- **PAGE EXCERPT**
+-------+
Merkel says German politics needs more women; don’t ask about her blazers!

4 mins read
EU summit in Brussels

BERLIN – Angela Merkel encouraged more women to get involved in German politics as she prepared to leave office after 16 years as the country’s first female chancellor, saying it was still too male-dominated and needed to get with the times.

And Merkel, who inspired women around the world as leader of Europe’s largest economy, showed her typical no-nonsense flair as she answered a wardrobe-related question from Sueddeutsche Zeitung that probably would not have been asked of a man.

“I don’t give clothes to museums,” the 67-year old said when asked if she would give any of her trademark colorful blazers to a museum. In the broad-ranging interview, she noted that she instead donated to used clothes collection points.

Worries Merkel’s departure could spell a dearth of women in top political offices and accusations of sexual misconduct at media company Axel Springer sparked a heated debate this week about gender inequality and sexism in Germany.

“We’ve still not managed to enthuse enough women for politics,” Merkel said. “In general, more work needs to be done so women gain more confidence. Because even when there are women, it’s not like they for wrestling for example for the party chair.”

Gender parity could become a point of contention in the formation of the next government with the three parties currently in formal coalition talks divided over the matter.

Analysts say sexist attitudes and structural barriers also play a role. During the recent federal election campaign, the Greens candidate for chancellor complained sexist scrutiny was holding her back.

A rare woman in the upper echelons of her conservative, male-dominated Christian Democrats (CDU), Merkel long avoided casting herself as a feminist. For instance, she lagged other politicians in supporting policies pushed by feminists like boardroom quotas for women.
+-------+
- **LISTED ENTRIES**

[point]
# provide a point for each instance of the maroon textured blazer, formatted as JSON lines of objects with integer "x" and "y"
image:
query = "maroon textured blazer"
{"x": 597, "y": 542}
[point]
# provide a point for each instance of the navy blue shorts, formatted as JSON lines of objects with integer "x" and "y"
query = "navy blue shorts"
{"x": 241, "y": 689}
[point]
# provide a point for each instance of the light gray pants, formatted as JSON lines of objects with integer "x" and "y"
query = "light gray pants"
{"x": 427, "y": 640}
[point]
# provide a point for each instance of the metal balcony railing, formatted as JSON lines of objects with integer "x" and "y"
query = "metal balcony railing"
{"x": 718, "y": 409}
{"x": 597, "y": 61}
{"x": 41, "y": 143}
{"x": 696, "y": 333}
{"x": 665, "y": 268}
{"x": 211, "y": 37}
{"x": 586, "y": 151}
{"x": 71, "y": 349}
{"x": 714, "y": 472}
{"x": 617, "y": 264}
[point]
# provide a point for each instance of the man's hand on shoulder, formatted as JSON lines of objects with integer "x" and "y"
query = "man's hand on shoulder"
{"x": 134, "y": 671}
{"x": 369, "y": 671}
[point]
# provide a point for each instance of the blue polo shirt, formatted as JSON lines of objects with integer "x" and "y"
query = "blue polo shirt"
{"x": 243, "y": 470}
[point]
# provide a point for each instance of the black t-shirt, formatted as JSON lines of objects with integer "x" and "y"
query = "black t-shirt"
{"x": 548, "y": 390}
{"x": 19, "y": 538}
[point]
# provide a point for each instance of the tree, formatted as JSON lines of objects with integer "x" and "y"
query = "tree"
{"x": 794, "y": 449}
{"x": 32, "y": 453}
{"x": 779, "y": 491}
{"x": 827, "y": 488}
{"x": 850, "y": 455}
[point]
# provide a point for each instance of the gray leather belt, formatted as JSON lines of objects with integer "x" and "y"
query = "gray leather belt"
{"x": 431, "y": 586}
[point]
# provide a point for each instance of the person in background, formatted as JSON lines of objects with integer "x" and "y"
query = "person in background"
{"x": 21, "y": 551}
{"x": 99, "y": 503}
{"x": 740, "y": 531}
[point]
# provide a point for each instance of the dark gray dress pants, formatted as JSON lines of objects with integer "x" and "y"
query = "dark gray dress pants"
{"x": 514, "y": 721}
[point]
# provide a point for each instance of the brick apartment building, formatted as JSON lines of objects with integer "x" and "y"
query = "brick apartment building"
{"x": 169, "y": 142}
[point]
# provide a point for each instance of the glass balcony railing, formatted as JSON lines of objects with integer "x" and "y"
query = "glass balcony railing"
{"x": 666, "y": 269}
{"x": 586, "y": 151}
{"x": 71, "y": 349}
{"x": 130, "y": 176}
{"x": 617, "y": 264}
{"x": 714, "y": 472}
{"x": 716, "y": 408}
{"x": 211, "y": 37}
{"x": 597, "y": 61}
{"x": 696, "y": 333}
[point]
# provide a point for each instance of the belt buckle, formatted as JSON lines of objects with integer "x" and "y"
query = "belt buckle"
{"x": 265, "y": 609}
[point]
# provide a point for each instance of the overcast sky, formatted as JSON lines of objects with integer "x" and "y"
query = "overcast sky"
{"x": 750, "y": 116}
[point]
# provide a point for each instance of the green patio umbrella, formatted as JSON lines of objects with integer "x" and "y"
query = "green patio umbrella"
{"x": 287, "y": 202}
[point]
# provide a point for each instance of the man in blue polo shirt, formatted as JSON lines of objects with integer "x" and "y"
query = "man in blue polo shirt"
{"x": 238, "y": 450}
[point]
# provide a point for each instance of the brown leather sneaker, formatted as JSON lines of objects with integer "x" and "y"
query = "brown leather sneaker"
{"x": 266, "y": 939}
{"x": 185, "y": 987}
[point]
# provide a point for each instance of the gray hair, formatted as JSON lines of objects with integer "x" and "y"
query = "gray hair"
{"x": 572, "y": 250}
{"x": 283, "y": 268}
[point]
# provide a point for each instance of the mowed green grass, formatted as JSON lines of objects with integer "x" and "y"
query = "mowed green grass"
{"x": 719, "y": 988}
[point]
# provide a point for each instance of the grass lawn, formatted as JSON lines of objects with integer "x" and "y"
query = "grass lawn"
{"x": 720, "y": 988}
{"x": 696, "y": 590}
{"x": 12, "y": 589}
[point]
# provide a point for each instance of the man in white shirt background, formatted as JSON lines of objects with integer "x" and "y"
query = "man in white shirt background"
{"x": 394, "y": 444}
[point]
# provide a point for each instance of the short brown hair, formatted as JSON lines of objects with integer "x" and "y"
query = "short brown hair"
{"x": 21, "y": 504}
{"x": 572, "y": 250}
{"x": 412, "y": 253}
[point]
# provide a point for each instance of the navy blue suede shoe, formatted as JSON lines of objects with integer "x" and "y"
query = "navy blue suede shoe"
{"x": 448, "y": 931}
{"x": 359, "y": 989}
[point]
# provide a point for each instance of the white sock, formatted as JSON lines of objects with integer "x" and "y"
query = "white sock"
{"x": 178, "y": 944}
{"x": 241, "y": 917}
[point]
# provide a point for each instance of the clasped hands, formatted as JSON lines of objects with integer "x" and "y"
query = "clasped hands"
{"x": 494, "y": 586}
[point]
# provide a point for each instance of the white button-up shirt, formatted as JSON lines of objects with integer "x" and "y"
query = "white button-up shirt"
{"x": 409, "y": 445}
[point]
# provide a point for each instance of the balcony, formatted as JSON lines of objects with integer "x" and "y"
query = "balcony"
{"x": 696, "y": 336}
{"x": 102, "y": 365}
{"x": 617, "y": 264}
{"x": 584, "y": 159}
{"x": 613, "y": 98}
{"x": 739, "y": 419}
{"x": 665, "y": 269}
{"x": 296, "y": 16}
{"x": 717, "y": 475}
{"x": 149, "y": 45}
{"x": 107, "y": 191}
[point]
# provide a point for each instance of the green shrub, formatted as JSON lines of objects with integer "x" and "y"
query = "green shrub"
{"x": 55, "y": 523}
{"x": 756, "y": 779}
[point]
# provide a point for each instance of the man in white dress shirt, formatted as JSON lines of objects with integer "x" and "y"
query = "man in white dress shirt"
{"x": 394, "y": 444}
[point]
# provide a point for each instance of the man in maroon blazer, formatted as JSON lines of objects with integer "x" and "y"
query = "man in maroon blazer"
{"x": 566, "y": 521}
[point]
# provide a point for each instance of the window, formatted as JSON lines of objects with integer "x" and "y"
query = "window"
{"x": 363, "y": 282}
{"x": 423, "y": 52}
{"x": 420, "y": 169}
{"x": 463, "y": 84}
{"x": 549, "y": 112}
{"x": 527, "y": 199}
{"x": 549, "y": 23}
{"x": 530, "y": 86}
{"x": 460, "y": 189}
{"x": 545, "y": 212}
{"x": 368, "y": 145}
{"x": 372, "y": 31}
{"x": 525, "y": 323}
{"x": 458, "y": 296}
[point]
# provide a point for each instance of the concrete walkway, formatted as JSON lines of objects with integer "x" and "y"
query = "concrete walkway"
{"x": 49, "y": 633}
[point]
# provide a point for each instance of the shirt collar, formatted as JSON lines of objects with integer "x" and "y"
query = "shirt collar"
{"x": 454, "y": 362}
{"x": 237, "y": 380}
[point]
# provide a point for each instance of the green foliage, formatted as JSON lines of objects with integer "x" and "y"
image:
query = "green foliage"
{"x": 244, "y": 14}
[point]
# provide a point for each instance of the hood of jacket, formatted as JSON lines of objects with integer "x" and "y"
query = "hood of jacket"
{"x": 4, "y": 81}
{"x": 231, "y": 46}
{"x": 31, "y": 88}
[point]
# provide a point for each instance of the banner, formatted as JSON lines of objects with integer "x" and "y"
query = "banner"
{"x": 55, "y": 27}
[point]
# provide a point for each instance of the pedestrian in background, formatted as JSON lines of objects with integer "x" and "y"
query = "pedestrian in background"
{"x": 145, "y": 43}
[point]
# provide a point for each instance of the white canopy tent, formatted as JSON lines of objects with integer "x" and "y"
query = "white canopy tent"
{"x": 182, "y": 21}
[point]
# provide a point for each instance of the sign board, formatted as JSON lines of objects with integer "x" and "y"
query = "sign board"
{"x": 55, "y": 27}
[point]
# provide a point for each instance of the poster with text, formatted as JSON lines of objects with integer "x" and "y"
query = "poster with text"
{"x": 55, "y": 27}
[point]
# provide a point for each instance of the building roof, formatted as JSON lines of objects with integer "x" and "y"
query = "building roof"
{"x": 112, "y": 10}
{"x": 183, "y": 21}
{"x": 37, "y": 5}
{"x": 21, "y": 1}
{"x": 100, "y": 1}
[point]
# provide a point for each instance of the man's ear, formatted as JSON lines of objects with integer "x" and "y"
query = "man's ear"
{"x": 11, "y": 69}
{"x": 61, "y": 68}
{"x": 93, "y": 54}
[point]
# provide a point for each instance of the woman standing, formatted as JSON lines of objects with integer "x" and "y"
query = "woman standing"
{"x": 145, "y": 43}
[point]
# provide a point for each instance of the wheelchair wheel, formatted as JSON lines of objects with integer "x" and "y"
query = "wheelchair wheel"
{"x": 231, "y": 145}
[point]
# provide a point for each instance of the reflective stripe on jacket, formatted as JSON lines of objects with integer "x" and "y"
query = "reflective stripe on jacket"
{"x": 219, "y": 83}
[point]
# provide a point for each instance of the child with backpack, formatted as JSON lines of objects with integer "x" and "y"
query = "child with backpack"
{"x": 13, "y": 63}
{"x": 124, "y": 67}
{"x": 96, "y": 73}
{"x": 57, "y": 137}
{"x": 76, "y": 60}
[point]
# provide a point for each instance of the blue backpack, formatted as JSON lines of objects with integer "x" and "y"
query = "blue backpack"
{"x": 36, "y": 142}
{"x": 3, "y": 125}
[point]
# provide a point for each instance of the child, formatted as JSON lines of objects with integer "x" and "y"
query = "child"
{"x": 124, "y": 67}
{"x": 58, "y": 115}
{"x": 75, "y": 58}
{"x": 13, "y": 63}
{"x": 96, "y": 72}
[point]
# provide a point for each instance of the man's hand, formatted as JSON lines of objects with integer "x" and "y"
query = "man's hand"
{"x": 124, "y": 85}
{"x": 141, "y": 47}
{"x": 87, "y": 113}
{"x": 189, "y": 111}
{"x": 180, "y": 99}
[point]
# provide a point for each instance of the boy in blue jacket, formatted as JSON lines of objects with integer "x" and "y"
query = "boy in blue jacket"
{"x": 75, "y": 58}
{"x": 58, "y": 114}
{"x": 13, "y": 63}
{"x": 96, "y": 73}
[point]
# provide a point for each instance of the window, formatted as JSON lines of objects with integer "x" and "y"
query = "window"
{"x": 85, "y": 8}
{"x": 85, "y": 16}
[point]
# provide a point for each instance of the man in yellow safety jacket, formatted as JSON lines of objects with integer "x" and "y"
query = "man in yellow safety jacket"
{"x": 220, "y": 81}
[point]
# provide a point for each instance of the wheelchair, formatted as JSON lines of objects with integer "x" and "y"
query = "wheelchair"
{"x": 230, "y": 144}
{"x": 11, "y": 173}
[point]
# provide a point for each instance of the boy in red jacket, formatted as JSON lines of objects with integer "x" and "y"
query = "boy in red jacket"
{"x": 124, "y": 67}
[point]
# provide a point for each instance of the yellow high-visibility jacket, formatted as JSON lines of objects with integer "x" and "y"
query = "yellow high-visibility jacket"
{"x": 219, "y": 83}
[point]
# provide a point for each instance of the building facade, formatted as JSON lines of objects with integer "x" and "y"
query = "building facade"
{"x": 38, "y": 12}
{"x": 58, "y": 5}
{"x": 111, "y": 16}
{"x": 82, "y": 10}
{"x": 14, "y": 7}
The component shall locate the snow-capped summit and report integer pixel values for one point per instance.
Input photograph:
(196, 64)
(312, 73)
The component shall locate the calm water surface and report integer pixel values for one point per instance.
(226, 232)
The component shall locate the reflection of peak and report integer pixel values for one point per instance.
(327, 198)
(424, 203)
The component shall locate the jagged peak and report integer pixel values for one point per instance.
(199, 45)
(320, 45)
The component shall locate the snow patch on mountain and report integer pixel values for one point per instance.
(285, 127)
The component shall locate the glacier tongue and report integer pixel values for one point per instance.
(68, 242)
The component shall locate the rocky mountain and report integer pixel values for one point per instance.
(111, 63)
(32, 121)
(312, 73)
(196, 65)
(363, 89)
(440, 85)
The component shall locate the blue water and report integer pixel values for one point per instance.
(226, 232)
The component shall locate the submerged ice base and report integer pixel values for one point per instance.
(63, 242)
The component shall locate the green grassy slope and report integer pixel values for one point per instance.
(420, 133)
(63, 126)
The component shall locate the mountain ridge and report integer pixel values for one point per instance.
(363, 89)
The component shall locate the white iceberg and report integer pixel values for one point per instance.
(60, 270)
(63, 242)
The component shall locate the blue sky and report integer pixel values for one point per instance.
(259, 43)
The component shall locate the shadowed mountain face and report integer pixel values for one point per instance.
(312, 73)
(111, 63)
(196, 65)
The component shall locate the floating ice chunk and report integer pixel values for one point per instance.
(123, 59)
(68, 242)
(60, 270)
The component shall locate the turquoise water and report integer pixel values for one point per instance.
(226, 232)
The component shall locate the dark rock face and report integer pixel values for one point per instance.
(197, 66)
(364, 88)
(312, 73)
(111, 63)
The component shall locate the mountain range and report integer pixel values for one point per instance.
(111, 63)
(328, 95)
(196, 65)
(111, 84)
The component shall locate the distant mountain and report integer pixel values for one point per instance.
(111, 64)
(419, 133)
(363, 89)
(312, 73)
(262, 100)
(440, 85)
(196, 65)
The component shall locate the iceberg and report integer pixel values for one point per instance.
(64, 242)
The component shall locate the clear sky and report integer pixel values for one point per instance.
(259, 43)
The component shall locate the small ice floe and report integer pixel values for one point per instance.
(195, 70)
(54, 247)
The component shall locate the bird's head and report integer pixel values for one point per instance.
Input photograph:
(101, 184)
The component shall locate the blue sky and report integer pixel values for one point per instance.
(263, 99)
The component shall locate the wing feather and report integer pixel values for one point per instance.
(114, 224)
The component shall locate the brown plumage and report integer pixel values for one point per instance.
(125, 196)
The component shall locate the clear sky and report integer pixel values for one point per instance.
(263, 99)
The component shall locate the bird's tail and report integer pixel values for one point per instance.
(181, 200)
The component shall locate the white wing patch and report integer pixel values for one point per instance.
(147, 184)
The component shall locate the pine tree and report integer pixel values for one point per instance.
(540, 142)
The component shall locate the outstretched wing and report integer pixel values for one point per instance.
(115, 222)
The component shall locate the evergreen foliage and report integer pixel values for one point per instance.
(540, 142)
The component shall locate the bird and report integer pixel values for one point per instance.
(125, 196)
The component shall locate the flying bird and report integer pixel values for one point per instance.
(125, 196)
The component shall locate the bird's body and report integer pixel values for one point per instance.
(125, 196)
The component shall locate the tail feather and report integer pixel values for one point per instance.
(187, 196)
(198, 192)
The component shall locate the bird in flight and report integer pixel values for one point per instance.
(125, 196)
+-------+
- **WHAT THIS TASK INVOLVES**
What does the article on Merkel and women in German politics say? Sum it up in two sentences.

- **RESPONSE**
As she prepared to leave office after 16 years as Germany's first female chancellor, Angela Merkel urged more women to get involved in politics, which she said was still too male-dominated, and when asked whether she would give any of her colorful blazers to a museum, she said she doesn't give clothes to museums. Worries that her departure could leave few women in top political offices, along with sexual misconduct accusations at Axel Springer, sparked a heated debate about gender inequality and sexism in Germany, and the three parties in coalition talks are divided over gender parity.